__Aufgabe A__:
Aktualisiere den Text über Verena Bentele von „Das Bundeskabinett hat“ bis einschließlich „vier Jahren aus.“ und gib diesen Abschnitt wieder, wobei „Wahlperiode“ durch „Legislaturperiode“ ersetzt wird.
__Aufgabe B__:
Woran ist die Amtszeit laut dem Text über Verena Bentele gebunden?
__Aufgabe C__:
Führe den Text über Verena Bentele im Anschluss an seinen letzten Satz fort.

__Ausgangstext__:
Das Bundeskabinett hat heute beschlossen, die blinde frühere Biathletin und Skilangläuferin Verena Bentele (31) zur neuen Beauftragten der Bundesregierung für die Belange behinderter Menschen zu
bestellen. Die Amtszeit ist an die Wahlperiode des Bundestages gebunden. Der bisherige Inhaber des Ehrenamts, Hubert Hüppe, scheidet turnusmäßig nach vier Jahren aus.
Ich muss vorweg nehmen, dass ich Verena Bentele überhaupt nicht kenne. Ihr Name ist mir als Sportlerin mit Behinderung selbstverständlich ein Begriff, aber ich habe sie bislang weder live gesehen noch hatte ich irgendwelche persönlichen Schnittpunkte mit ihr, ihrem Sport oder ihrem Beruf. Entsprechend habe ich ein völlig neutrales
Bild von ihr. Oder salopp gesagt: Ich finde sie weder gut noch schlecht. Ich würde sie durchaus gerne mal kennen lernen.
Ich habe die Zeitungsmeldung über ihre Bestellung als Behindertenbeauftragte heute mit großem Erstaunen zur Kenntnis genommen.

Gesammelte Daten
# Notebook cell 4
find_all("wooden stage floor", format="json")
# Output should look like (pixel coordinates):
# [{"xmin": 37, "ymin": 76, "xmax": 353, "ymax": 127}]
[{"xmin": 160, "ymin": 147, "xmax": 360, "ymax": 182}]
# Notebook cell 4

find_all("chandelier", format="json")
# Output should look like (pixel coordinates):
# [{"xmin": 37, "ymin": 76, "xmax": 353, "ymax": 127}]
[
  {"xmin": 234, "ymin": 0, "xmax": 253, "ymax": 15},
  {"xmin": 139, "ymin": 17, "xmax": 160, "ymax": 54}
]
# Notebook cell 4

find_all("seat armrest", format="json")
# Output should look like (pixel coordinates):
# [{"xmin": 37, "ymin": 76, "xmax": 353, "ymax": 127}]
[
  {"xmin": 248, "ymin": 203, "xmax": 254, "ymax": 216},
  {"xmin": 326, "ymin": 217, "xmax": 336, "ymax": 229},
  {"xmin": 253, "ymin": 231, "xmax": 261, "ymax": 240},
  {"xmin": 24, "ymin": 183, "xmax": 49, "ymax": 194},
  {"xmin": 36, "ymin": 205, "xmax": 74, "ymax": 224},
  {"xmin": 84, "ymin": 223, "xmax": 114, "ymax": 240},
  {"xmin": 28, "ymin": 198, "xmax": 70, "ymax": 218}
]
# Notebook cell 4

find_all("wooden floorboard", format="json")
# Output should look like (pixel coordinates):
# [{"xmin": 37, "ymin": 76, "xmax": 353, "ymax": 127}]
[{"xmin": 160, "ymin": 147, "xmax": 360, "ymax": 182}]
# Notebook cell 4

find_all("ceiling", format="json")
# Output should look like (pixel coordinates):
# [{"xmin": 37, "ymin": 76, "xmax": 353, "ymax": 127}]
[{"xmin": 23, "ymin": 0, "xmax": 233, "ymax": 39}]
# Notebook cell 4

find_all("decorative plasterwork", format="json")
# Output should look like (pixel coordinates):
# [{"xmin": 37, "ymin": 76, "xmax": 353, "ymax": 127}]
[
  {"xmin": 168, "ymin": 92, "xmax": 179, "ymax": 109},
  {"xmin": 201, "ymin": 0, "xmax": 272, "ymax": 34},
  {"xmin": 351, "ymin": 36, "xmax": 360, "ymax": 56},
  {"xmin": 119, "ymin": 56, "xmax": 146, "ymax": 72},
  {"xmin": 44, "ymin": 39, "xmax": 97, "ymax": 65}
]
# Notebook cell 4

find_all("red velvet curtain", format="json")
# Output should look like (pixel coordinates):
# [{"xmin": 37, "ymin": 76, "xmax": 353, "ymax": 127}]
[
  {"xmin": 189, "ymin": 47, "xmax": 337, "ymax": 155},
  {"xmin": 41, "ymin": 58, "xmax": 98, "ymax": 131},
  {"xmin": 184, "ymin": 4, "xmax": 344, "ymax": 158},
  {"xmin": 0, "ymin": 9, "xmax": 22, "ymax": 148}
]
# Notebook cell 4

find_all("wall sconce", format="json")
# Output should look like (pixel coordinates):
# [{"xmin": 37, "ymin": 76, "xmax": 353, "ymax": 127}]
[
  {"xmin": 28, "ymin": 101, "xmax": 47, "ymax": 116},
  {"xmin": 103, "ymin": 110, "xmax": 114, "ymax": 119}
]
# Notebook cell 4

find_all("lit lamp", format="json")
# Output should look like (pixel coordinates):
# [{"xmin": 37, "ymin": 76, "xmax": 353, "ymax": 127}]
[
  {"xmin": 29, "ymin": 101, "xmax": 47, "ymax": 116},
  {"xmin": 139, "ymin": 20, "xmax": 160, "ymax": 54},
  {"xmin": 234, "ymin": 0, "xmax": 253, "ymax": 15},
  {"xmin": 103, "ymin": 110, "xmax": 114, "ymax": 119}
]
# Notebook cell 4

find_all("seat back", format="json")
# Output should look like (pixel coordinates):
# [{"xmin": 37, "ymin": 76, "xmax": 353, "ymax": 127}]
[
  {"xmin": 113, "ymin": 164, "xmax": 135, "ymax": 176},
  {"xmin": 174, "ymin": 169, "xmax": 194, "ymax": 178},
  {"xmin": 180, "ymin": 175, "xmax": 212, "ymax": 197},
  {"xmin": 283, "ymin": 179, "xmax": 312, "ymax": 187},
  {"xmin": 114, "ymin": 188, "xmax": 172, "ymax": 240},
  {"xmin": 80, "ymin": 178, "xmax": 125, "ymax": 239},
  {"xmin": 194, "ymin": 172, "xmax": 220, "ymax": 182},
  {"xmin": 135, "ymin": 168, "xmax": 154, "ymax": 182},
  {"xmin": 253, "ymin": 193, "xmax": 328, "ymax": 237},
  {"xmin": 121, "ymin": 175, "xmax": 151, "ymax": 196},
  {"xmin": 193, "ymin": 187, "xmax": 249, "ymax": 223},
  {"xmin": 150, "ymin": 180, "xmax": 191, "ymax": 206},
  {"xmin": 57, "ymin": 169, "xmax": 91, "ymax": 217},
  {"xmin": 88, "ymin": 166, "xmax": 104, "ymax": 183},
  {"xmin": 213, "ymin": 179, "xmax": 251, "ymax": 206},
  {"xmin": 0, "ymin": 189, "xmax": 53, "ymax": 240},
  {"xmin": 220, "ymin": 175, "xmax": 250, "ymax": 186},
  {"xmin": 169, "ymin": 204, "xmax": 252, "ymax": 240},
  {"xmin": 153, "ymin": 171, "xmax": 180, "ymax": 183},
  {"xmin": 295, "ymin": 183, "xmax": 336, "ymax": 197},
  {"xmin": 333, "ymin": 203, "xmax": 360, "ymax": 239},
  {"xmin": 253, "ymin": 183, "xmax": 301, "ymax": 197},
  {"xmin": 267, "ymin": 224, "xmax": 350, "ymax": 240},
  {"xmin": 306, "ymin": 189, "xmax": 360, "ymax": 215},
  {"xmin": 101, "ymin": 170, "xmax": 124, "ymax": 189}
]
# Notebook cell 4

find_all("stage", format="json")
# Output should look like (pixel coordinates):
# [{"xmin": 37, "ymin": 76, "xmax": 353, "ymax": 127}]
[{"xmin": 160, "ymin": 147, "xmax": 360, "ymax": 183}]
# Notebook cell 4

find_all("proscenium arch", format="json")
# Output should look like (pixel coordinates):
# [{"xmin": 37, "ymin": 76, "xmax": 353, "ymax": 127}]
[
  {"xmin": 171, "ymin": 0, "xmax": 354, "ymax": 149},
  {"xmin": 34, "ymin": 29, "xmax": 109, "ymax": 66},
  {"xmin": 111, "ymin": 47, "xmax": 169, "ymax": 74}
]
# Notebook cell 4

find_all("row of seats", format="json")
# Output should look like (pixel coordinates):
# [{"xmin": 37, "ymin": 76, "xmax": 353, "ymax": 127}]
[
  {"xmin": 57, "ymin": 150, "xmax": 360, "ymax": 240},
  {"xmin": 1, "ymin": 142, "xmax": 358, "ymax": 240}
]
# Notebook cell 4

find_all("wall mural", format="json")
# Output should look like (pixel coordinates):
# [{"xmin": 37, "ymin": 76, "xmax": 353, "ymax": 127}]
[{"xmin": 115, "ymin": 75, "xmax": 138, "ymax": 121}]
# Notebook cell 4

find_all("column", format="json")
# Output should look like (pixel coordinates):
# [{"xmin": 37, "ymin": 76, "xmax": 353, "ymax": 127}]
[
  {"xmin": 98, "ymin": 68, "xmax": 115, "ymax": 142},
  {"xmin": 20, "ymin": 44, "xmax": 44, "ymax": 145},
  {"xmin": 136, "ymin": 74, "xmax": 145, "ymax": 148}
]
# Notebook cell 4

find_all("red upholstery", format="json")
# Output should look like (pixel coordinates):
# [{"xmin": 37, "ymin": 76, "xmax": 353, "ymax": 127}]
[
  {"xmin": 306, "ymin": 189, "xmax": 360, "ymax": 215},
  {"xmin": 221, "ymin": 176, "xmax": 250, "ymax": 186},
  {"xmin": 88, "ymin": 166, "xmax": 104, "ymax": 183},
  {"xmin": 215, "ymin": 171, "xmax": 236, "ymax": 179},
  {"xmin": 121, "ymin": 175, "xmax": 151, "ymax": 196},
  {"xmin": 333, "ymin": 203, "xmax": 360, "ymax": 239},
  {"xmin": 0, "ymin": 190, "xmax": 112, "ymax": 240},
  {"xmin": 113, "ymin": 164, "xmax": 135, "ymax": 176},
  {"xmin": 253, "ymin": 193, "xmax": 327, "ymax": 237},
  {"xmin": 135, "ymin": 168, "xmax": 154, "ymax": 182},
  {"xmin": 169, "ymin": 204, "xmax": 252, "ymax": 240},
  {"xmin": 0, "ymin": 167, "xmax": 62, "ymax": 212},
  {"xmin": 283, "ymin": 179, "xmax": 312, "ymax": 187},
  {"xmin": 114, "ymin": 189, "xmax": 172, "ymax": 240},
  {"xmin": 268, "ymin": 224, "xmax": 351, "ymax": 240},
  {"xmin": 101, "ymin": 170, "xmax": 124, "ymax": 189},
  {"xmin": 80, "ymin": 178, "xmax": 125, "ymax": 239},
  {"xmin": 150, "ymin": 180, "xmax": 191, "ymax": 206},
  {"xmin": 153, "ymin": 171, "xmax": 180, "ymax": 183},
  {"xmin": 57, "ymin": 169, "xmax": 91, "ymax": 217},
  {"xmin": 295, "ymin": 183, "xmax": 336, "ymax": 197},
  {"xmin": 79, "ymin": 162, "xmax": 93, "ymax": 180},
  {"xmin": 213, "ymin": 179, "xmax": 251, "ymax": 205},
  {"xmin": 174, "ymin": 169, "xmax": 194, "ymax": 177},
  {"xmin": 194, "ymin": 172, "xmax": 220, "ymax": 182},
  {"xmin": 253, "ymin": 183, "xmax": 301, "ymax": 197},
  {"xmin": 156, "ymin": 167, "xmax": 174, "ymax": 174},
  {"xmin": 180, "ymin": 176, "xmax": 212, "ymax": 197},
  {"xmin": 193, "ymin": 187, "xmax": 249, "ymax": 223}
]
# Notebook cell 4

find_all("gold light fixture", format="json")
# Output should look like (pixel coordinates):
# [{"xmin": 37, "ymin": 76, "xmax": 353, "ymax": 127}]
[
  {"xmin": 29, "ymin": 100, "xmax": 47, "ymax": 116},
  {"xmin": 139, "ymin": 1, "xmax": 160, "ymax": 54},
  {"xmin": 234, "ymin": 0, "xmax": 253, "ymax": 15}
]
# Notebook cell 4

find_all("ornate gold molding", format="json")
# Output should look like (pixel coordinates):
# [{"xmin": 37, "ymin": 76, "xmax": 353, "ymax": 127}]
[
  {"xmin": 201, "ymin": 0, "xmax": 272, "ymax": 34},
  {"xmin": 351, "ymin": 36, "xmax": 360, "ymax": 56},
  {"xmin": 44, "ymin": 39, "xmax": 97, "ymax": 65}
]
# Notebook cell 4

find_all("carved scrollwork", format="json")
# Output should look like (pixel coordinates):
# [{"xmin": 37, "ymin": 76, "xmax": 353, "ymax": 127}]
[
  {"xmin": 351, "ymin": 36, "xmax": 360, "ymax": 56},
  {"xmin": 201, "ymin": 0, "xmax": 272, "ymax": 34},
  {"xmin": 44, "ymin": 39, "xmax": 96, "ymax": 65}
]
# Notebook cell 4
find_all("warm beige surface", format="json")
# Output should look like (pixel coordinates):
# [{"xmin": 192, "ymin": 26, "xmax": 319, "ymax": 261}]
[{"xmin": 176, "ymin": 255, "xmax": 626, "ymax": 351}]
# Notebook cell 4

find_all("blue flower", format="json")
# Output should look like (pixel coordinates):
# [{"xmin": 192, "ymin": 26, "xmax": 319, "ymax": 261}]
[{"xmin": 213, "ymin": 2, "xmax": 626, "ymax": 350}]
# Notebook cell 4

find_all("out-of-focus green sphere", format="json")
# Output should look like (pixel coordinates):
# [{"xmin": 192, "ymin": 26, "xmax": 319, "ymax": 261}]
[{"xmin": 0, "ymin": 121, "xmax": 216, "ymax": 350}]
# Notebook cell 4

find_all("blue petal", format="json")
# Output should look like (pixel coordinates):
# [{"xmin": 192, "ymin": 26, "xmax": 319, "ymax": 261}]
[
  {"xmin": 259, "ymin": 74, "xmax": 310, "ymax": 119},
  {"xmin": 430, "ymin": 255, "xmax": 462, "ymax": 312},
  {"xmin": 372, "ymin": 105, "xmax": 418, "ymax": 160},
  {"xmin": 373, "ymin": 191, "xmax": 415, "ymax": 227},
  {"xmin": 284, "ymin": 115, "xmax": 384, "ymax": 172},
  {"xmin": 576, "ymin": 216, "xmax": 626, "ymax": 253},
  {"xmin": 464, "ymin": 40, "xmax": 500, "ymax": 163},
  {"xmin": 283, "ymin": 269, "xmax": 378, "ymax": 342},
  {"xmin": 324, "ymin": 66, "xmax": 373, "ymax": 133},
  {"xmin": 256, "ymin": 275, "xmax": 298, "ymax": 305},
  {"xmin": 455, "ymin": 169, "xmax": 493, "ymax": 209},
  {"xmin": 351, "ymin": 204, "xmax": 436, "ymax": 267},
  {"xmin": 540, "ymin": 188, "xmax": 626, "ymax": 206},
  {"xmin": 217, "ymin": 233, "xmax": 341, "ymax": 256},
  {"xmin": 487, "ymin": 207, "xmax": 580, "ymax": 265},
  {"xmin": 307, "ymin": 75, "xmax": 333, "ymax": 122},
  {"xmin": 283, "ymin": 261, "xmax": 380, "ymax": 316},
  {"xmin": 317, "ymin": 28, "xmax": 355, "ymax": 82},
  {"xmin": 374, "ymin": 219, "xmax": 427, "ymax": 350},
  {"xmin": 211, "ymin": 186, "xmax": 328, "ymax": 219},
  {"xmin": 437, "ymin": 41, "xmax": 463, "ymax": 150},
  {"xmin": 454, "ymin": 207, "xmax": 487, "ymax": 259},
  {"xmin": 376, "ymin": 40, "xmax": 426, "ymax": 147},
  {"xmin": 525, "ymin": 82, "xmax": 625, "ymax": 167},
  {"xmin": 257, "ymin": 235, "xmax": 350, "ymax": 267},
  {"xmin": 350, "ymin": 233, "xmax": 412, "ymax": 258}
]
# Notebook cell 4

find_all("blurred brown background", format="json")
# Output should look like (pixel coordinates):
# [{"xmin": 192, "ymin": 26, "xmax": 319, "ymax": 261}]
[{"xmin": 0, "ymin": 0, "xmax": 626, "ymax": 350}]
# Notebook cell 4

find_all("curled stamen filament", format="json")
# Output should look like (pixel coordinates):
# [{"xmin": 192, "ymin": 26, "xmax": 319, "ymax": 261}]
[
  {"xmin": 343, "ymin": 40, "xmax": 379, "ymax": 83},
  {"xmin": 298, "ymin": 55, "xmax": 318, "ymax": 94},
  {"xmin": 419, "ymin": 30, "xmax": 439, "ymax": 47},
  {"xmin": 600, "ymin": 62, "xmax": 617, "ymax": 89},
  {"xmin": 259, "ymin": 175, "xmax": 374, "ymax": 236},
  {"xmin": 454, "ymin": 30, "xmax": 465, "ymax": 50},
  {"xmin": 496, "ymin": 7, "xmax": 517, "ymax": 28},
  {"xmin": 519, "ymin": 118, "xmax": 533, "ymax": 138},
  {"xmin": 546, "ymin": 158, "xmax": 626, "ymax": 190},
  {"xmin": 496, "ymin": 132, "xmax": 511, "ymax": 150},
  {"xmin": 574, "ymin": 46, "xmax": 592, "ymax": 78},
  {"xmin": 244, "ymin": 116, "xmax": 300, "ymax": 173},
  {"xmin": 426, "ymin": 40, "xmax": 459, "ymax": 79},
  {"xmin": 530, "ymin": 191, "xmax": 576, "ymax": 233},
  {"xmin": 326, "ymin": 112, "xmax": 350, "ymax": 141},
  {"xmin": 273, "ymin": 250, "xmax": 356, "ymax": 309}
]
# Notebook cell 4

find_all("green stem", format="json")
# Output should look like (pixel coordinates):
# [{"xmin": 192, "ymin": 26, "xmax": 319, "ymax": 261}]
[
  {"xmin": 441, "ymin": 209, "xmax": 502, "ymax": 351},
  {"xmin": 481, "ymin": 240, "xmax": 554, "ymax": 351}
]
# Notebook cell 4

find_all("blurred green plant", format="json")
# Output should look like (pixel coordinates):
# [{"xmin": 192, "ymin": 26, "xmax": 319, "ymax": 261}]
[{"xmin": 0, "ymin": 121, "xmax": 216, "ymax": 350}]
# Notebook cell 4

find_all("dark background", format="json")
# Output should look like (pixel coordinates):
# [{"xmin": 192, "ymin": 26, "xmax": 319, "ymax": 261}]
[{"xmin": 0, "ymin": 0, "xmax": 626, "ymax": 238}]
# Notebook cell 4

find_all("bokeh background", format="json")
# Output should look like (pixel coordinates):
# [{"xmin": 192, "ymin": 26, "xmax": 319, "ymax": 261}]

__Erwartete Ausgabe A__:
Das Bundeskabinett hat heute beschlossen, die blinde frühere Biathletin und Skilangläuferin Verena Bentele (31) zur neuen Beauftragten der Bundesregierung für die Belange behinderter Menschen zu
bestellen. Die Amtszeit ist an die Legislaturperiode des Bundestages gebunden. Der bisherige Inhaber des Ehrenamts, Hubert Hüppe, scheidet turnusmäßig nach vier Jahren aus.

__Erwartete Ausgabe B__:
An die Wahlperiode des Bundestages.

__Erwartete Ausgabe C__:
Aus zwei Gründen: Erstens bin ich bisher immer davon ausgegangen, dass dieses Amt ein hohes Maß an Verständnis für behindertenpolitische Fragestellungen erfordert. Ich möchte, und das möchte ich ganz deutlich zum Ausdruck bringen, Verena Bentele dieses Verständnis nicht absprechen. Aber eben auch nicht zusprechen. Zumindest nicht nach dem, was ich bisher gelesen habe.
Nämlich nichts. Vielleicht habe ich bisher nur auf den falschen Seiten gesucht, aber ich habe nirgendwo etwas darüber gefunden, welche Ansichten sie überhaupt vertritt. Wie sie sich zu vielen aktuellen und brennenden Themen positioniert. Wo bei ihr die politische Korrektheit aufhört und wo ihre persönlichen Ambitionen beginnen, auf die Politik Einfluss nehmen zu wollen.
Und da wären wir auch beim zweiten Punkt: Einfluss nehmen. Hubert Hüppe war wegen seines CDU-Mandats Mitglied des Bundestages, hatte also konkrete Rede- und Antragsrechte. Er wusste, wie Politik funktioniert, denn er hat Verwaltungsrecht studiert, ist seit 40 Jahren politisch aktiv, davon seit rund 20 Jahren im Deutschen Bundestag. Er hatte verschiedene Spitzenämter in der Politik inne, bevor er Behindertenbeauftragter wurde. Er hat selbst ein Kind mit angeborener Querschnittlähmung.
Verena Bentele ist selbst aufgrund einer Erbkrankheit blind und hat diverse Medaillen bei den Paralympischen Spielen (1998 bis 2010) abgeräumt. Sie ist Botschafterin verschiedener Blindenprojekte. Ihre politische Karriere begann 2012 mit dem Eintritt in die SPD. Sie soll nun die Gesetzgebung auf Bundesebene und all jene Vorhaben, die mit Menschen mit Behinderung zu tun haben, begleiten. So sei sichergestellt,
dass die Interessen behinderter Menschen angemessen vertreten werden.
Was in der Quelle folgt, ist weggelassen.